## SUPPLIED RECORDS

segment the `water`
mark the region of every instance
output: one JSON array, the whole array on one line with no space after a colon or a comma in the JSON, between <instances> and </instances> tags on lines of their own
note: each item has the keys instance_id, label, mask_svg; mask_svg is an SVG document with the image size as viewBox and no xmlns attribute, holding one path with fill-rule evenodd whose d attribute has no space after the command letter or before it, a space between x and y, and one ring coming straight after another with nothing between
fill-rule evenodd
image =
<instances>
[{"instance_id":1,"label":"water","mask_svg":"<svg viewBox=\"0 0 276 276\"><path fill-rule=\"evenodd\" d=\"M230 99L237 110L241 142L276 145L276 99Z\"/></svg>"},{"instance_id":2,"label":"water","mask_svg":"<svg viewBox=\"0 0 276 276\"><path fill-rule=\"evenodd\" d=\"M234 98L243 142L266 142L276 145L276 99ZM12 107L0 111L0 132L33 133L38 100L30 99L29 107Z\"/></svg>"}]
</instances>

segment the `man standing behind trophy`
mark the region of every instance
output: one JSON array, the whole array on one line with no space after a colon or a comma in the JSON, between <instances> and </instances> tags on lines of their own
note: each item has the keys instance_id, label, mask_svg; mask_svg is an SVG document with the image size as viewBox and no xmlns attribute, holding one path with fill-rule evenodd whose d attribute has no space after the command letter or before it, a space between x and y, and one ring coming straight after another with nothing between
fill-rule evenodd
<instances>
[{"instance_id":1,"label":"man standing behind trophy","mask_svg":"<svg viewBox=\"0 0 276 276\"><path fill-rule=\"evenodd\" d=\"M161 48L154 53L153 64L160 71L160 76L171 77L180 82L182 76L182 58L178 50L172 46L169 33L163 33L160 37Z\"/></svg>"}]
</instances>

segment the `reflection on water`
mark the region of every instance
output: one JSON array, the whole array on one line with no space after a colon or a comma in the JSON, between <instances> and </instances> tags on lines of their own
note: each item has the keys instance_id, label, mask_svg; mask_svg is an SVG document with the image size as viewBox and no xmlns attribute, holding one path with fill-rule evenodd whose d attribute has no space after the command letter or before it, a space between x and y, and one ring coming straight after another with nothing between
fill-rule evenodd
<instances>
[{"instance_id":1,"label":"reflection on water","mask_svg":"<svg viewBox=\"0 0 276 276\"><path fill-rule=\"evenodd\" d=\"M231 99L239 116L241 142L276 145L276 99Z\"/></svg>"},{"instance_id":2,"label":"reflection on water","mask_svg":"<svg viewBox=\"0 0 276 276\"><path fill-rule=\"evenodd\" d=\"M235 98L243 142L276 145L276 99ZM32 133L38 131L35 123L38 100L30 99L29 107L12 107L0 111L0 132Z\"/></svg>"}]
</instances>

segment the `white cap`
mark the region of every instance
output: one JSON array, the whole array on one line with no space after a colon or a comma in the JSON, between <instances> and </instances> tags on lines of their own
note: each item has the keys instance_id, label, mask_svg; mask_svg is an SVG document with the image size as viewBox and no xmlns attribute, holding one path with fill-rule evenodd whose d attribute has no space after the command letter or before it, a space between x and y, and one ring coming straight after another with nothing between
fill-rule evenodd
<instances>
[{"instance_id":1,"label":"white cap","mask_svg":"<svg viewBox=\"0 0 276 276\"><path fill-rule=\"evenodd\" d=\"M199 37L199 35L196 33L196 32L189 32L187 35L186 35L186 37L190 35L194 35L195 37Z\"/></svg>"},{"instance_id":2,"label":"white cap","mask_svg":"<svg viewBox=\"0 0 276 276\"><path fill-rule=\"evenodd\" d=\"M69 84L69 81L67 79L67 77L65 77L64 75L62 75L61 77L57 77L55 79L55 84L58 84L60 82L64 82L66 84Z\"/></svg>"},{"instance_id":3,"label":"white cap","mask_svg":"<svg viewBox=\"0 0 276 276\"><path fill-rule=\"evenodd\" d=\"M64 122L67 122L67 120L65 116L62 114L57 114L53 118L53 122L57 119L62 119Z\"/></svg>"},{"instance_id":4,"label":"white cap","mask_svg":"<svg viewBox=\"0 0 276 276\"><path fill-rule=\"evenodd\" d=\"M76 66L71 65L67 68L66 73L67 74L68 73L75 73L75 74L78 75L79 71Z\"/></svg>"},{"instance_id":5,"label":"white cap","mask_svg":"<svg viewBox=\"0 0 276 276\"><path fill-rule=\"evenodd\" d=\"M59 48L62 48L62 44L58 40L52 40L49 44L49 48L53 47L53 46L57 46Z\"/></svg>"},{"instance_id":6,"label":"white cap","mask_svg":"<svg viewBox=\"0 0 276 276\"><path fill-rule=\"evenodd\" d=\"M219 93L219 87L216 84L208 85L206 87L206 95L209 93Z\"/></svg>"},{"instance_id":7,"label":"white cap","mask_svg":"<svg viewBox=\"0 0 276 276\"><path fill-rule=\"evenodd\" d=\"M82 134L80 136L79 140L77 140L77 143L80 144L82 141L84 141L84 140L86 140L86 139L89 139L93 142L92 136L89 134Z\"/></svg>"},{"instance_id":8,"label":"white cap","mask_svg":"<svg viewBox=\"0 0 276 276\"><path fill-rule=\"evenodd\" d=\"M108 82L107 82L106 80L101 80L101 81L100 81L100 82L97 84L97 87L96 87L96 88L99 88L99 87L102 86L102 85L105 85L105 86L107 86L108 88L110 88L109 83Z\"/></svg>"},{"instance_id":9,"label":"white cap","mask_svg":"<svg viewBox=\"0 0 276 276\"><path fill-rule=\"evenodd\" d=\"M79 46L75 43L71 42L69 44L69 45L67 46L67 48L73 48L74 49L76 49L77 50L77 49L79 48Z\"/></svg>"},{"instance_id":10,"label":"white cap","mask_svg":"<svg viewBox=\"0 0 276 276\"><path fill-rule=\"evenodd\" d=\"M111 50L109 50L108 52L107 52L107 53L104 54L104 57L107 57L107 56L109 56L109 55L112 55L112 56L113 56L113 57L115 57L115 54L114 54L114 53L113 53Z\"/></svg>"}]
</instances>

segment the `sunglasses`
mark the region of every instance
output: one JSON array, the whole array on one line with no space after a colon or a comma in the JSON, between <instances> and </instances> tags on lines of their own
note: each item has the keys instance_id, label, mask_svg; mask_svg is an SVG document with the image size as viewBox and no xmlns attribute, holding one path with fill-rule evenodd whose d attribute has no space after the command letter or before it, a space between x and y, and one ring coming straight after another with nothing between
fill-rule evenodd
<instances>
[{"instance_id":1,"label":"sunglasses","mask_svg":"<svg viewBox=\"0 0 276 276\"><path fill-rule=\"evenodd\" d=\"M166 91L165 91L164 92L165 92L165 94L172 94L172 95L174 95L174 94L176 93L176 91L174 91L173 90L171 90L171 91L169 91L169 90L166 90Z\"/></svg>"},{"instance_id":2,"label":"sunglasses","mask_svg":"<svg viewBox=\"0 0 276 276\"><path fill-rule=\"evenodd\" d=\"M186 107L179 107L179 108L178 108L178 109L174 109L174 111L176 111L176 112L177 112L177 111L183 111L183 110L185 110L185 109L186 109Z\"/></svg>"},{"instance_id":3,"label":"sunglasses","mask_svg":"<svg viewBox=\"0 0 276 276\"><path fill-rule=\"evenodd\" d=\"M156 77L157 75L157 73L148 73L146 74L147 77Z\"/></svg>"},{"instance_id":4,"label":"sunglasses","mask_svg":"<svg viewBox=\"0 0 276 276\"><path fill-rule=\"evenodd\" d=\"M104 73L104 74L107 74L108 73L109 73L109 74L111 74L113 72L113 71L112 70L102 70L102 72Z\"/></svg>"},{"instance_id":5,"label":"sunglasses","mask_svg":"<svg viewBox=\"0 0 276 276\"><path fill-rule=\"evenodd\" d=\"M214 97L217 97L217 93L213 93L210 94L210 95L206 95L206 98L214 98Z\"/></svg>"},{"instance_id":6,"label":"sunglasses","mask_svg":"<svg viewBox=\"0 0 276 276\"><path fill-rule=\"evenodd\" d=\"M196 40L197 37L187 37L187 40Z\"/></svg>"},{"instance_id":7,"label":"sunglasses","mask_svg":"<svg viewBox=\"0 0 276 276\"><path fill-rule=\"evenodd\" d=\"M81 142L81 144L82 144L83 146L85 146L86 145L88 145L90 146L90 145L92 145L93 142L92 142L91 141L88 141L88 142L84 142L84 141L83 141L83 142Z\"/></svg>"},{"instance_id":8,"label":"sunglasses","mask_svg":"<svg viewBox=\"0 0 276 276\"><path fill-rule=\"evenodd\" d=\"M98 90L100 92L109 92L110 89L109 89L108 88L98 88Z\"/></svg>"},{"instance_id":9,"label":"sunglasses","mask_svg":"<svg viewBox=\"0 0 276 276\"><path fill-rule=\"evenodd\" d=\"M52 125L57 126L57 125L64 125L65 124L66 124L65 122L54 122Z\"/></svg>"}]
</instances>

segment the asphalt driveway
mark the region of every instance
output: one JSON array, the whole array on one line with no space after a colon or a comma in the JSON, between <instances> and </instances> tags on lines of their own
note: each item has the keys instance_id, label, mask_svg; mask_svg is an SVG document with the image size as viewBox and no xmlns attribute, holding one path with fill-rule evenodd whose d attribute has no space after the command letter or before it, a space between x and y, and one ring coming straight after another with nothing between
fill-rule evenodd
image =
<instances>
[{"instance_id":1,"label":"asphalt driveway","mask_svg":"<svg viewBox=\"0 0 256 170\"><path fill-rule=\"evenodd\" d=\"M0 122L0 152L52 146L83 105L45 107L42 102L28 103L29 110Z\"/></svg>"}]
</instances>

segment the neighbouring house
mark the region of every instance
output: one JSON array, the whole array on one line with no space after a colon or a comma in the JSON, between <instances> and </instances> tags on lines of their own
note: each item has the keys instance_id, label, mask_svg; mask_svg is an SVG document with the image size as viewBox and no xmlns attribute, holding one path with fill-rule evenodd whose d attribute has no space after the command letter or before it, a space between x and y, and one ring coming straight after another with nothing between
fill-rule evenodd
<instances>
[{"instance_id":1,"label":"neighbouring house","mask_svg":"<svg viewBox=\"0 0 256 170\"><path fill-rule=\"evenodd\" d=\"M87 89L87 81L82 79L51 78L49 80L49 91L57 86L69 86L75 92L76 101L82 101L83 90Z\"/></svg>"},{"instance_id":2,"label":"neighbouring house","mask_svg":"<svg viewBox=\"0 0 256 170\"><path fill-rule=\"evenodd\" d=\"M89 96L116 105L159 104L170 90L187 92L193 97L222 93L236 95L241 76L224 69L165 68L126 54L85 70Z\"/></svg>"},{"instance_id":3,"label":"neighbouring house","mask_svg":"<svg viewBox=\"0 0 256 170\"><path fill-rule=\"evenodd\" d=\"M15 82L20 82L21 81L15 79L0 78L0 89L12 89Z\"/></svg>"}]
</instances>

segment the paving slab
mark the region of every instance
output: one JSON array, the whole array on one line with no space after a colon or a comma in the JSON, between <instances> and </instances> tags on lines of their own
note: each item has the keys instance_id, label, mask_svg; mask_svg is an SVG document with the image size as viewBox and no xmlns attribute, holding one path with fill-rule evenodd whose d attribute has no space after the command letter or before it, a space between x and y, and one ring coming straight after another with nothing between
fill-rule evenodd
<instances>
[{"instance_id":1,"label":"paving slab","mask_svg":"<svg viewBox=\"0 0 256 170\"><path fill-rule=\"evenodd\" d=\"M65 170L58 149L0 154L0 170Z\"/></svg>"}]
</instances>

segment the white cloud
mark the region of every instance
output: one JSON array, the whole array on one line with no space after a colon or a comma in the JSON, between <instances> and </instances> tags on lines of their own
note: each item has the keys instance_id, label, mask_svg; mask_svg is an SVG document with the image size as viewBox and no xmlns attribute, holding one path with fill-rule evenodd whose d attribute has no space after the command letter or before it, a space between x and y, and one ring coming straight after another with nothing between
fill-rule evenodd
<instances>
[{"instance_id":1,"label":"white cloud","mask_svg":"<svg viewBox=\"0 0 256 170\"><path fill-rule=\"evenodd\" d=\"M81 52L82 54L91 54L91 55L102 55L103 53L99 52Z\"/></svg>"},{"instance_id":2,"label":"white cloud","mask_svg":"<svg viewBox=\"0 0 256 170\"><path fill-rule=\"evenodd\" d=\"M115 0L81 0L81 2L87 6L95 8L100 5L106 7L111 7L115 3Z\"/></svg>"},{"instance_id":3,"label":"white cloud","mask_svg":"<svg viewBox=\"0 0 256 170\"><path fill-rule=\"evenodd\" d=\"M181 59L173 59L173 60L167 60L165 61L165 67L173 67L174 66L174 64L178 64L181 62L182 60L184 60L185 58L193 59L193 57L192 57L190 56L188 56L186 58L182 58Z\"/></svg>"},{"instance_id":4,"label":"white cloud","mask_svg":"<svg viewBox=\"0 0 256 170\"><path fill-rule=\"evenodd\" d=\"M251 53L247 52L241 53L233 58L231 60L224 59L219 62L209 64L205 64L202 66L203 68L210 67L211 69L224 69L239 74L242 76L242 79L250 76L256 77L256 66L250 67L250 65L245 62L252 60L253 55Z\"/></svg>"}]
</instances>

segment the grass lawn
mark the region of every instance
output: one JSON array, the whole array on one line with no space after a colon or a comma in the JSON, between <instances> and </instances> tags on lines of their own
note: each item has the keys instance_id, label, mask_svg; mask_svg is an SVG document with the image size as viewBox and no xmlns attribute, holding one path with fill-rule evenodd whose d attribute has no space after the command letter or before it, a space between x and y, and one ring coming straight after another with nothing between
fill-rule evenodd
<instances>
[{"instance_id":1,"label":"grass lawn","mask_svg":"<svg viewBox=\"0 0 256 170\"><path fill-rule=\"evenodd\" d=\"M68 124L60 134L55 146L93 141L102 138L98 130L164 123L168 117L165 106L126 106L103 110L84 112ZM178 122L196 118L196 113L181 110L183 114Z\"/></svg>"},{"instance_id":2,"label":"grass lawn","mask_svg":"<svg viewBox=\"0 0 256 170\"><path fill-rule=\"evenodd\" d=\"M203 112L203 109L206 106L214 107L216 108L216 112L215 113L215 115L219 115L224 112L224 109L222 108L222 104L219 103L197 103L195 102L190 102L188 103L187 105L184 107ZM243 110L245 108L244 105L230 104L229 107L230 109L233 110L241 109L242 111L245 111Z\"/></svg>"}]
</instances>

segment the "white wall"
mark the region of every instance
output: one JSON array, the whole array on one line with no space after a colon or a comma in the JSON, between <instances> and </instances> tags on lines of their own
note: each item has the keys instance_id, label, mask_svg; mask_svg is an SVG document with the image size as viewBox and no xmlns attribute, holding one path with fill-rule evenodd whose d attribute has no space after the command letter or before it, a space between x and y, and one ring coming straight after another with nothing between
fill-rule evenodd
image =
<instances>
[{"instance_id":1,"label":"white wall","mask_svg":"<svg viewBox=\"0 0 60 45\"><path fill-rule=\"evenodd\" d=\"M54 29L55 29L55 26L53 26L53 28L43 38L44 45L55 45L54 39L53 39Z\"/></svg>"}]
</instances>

## WHAT YOU WILL DO
Show each line from the listing above that contains the word "trophy", copied in full.

## EXERCISE OUTPUT
segment the `man standing behind trophy`
[{"instance_id":1,"label":"man standing behind trophy","mask_svg":"<svg viewBox=\"0 0 276 276\"><path fill-rule=\"evenodd\" d=\"M161 48L154 53L153 64L160 71L160 76L171 77L180 82L182 76L182 58L178 50L172 46L169 33L163 33L160 37Z\"/></svg>"}]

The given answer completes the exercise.